Continue the news article on the Florida governor's school safety plan, picking up after its final sentence.

Extract to read ::
·····

Schools should have 'active shooter training,' says Florida governor as teachers return
Rick Scott's gun safety plan includes raising minimum age to purchase firearms to 21, ban on bump stocks
Florida's governor announced plans Friday to put more armed guards in schools and to make it harder for young adults and some with mental illness to buy guns, responding to days of intense lobbying from survivors of last week's shooting at a Florida high school.
Gov. Rick Scott unveiled his school safety proposals as teachers returned for the first time to Marjory Stoneman Douglas High School since the Valentine's Day shooting nine days ago that killed 17 people.
The shooting sparked an intense push to restrict access to assault rifles fuelled by student activists who swarmed the state capitol demanding concrete gun control measures.
U.S. President Donald Trump said repeatedly Friday that he favoured arming teachers to protect students, an idea many educators rejected out of hand.
"I am totally against arming teachers," Broward schools superintendent Robert Runcie said. "They have a challenging job as it is."
Scott, a Republican widely expected to run for the Senate, outlined his plan at a Tallahassee news conference. In addition to banning firearm sales to anyone under 21, the governor called for a trained law enforcement officer for every 1,000 students at every school in Florida by the time the fall 2018 school year begins.
Scott's plan also calls for:
- A trained law enforcement officer in every school in Florida by the time the 2018 school year begins.
- One officer for every 1,000 students on campus.
- The sale of bump stocks be banned.
- Mandatory "active shooter training" at all schools. Students, teachers and staff must complete all training and "code red" drills by the end of the first week of each semester.
- Prohibiting a "violent or mentally ill person" from purchasing a firearm through a sworn request by a family or community member, called a "violent threat restraining order."
Scott, a National Rifle Association (NRA) member, said the changes came out of emergency meetings organized with law enforcement, school administrators and mental-health experts, and involving students from Marjory Stoneman Douglas High School.
Some… are advocating a mass takeaway of Second Amendment rights.- Gov. Rick Scott
The proposal would strengthen gun purchase and possession restrictions for mentally ill people under the state's Baker Act, which allows someone to be involuntarily hospitalized for up to 72 hours. Scott is seeking $50 million for mental health initiatives that include expanding mental health services by providing counselling, crisis management and other mental health services for youth and young adults.
"No one with mental issues should have access to a gun. It is common sense. It for their own best interest, much less the best interest of our communities," Scott said.

·····

(Stored data entries)
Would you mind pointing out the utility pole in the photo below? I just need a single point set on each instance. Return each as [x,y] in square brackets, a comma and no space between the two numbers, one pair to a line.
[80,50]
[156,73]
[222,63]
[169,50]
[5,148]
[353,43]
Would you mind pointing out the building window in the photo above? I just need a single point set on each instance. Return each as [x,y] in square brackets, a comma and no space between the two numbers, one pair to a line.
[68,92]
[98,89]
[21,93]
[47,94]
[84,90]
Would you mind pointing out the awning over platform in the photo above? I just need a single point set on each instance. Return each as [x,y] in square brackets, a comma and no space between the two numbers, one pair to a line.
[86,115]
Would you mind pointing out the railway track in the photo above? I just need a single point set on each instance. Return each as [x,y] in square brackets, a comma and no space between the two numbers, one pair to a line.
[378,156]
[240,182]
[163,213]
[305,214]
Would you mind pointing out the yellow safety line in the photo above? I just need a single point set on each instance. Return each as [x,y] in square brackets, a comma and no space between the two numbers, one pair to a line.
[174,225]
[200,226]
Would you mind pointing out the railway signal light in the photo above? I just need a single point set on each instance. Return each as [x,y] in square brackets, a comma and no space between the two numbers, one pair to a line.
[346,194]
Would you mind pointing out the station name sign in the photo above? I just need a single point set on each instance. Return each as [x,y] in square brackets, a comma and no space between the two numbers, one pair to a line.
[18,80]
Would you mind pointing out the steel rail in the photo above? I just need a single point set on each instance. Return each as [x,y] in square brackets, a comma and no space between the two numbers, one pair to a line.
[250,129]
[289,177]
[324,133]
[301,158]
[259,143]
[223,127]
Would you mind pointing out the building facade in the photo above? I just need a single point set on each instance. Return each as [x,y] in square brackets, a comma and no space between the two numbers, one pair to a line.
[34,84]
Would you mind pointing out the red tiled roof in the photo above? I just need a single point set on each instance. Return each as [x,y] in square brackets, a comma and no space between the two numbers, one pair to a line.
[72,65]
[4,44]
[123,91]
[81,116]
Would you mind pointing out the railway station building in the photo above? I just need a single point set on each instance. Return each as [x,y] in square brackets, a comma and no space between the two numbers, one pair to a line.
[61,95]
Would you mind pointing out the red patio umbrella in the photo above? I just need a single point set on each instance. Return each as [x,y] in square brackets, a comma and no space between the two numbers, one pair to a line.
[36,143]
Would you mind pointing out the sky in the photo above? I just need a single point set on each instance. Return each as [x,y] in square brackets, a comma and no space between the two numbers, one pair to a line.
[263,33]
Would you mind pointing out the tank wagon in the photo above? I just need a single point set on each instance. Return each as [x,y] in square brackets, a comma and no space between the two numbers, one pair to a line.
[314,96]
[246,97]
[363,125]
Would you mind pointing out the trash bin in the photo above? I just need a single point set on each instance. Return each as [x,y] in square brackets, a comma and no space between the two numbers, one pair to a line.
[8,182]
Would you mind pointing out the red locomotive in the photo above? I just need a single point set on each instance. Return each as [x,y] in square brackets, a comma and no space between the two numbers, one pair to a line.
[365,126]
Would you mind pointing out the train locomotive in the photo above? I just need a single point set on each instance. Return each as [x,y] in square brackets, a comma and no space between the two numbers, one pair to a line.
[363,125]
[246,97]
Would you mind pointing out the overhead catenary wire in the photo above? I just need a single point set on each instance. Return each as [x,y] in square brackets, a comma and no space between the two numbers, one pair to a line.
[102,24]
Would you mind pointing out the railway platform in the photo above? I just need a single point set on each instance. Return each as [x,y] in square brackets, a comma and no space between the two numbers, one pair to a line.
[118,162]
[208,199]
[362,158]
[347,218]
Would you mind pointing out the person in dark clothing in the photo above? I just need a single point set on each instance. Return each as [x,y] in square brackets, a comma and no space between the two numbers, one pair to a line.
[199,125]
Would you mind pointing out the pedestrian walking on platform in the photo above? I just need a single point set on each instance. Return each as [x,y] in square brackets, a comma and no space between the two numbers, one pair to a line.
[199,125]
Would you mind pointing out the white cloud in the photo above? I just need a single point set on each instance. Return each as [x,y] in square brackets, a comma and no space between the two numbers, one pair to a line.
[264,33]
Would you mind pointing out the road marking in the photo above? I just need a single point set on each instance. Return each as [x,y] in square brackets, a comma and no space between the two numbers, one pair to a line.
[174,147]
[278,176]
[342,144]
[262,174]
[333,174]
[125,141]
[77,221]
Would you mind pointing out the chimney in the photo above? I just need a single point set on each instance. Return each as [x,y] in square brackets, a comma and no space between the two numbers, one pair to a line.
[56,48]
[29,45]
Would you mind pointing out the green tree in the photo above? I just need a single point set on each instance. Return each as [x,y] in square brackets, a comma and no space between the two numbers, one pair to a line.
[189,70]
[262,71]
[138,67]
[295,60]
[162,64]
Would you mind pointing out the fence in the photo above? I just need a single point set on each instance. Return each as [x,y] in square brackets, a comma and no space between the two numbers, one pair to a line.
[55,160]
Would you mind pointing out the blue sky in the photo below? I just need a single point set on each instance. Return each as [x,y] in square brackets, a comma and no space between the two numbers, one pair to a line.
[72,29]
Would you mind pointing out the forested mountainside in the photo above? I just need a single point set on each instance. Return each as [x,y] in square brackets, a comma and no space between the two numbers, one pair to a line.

·····

Written answer ::
"I know there are some who are advocating a mass takeaway of Second Amendment rights for all Americans. That is not the answer," Scott said. "We all have a difficult task in front of us … balancing our individual rights with our obvious need for public safety."
The announcement comes in the wake of sharp criticism of Scott for not showing up at the CNN-hosted town hall in Sunrise, Fla., on Wednesday night that was attended by U.S. Republican Sen. Marco Rubio, Democratic Sen. Bill Nelson and Democratic Rep. Ted Deutch.
Nelson has questioned Scott's commitment to make meaningful change after massacre.
'He certainly did a poor job'
The governor's plan made no mention of arming teachers on school grounds.
After days of funerals for those killed in the attack, teachers have begun the emotionally fraught process of returning to the school to collect belongings from classrooms that have been off-limits since the slayings. Classes resume Wednesday, but officials have said the building will be torn down.
Stoneman Douglas, which has more than 3,000 students, had one armed resource officer. He did not confront the assailant or enter the building during the attack, officials said Thursday.
That failure plus reports of a delays related to security camera footage and records indicating the suspect, Nikolas Cruz, long displayed behavioural troubles added to what the Florida House Speaker described as an "abject breakdown at all levels."
Cruz, 19, has been charged with 17 counts of premeditated murder.
On Friday, Trump described the campus officer as a "coward" who "didn't react properly under pressure."
While leaving the White House for the Conservative Political Action Conference, Trump said: "When it came time to get in there and do something," Florida deputy Scot Peterson "didn't have the courage or something happened."
"He certainly did a poor job, there's no question about that," Trump said.
Criticism of NRA mounts
The White House has said Trump will soon lay out a package of school and gun safety proposals for Congress to consider. Connecticut Chris Murphy, an outspoken advocate for more gun restrictions after the 2012 elementary school shooting in Newtown, Conn., said he expected to meet with White House aides next week.
"I'm here to hear the White House out," Murphy said.
As criticism mounted against the NRA in the aftermath of the shooting, three car rental brands owned by Enterprise Holdings Inc. announced they would end discount programs with NRA members.
National Car Rental, Enterprise and Alamo tweeted on Thursday that the move is effective March 26.
On Thursday, First National Bank of Omaha said it would not renew a contract with the organization to issue an NRA-branded Visa card.